Put the lines below into a numbered list, skipping any blank lines and omitting the pictures.

[EXTRACTED INFORMATION start]

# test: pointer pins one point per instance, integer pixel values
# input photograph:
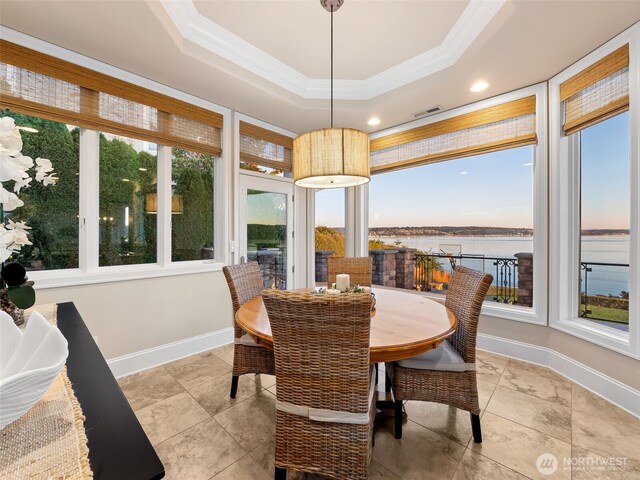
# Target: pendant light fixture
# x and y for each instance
(331, 157)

[EXTRACTED INFORMATION end]

TASK SOLUTION:
1. # test: pointer pins one point per instance, integer pixel values
2. # input photograph:
3. # Target: pendant light fixture
4. # x and y for each instance
5. (331, 157)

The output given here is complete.